------ Records provided
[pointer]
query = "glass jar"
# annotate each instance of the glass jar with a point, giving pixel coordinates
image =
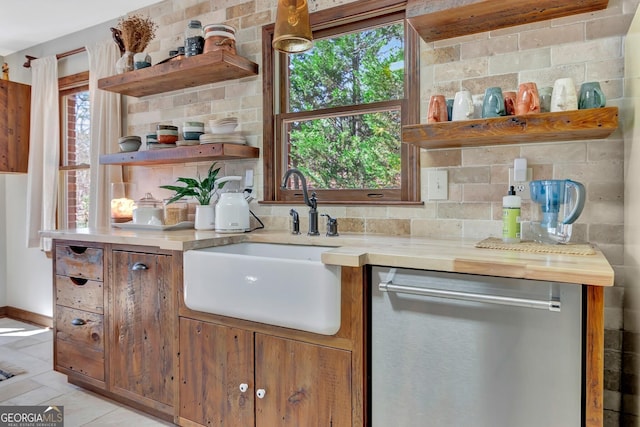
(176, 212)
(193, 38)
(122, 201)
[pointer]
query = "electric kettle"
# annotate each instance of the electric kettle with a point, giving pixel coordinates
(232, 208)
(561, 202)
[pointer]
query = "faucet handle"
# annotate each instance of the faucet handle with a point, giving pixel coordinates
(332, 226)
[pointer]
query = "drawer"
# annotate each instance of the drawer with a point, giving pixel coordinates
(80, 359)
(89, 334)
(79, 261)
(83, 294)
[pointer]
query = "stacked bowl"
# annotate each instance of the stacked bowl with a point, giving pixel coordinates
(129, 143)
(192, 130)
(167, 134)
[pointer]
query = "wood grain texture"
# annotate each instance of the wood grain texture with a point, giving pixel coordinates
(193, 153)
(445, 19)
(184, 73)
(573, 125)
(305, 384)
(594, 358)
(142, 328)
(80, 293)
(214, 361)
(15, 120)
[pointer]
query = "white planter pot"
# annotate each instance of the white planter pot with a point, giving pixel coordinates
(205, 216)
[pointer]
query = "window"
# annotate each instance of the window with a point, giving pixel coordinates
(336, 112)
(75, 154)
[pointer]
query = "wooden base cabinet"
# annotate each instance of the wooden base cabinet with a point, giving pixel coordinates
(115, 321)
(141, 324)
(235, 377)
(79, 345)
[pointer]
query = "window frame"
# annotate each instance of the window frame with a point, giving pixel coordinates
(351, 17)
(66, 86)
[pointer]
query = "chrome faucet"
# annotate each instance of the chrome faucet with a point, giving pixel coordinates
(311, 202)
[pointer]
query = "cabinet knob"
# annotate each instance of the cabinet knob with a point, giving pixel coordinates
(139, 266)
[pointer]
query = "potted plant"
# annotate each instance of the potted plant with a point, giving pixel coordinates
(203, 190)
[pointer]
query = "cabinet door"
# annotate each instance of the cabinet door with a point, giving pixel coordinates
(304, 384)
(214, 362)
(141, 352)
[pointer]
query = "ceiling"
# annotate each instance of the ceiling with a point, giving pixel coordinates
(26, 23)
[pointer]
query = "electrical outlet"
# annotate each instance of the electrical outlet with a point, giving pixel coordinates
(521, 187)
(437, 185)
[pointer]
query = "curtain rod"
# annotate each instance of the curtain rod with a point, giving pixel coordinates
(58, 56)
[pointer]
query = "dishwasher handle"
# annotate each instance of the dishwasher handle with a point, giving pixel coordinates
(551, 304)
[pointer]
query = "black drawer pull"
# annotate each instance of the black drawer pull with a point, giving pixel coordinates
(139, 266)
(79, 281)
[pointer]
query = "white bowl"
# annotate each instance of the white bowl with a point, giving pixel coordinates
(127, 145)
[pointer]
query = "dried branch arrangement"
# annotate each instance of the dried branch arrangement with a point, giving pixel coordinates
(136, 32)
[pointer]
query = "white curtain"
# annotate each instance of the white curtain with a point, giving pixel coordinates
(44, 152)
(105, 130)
------------
------ Records provided
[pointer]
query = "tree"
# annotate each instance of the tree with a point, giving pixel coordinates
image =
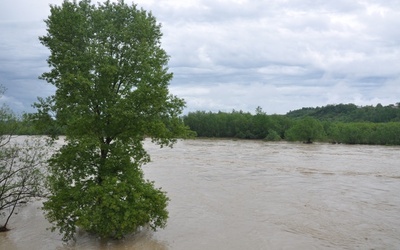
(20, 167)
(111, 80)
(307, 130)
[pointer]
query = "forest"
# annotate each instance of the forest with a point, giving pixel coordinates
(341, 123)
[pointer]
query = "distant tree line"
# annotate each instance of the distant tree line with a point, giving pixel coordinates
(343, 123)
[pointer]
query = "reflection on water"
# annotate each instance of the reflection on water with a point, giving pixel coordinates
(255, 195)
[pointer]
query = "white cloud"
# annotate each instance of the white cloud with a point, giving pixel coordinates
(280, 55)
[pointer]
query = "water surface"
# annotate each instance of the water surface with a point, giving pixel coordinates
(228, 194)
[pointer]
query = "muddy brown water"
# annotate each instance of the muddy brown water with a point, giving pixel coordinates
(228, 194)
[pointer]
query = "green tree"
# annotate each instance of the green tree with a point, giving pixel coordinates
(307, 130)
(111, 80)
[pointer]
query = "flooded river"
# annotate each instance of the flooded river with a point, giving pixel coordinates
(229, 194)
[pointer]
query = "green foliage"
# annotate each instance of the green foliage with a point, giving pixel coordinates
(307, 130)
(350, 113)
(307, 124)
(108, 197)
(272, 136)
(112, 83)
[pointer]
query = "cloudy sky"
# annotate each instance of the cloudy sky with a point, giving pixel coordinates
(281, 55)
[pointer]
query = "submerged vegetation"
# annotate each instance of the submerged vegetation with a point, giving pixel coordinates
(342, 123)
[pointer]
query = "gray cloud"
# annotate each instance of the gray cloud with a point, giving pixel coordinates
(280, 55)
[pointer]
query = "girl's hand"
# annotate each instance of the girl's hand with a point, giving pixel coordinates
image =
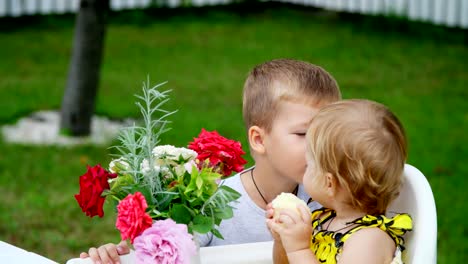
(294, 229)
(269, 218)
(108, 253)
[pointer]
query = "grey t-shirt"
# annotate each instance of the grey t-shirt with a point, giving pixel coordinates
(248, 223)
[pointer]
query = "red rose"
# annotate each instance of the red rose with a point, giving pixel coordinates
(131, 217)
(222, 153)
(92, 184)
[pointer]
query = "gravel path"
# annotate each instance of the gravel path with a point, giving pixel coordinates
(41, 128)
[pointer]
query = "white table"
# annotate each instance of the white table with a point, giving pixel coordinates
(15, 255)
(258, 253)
------------
From the lines above, keep only the ones that contain the word "grain".

Response to this task:
query = "wood grain texture"
# annotate each instance of the wood grain texture with a point, giving pixel coordinates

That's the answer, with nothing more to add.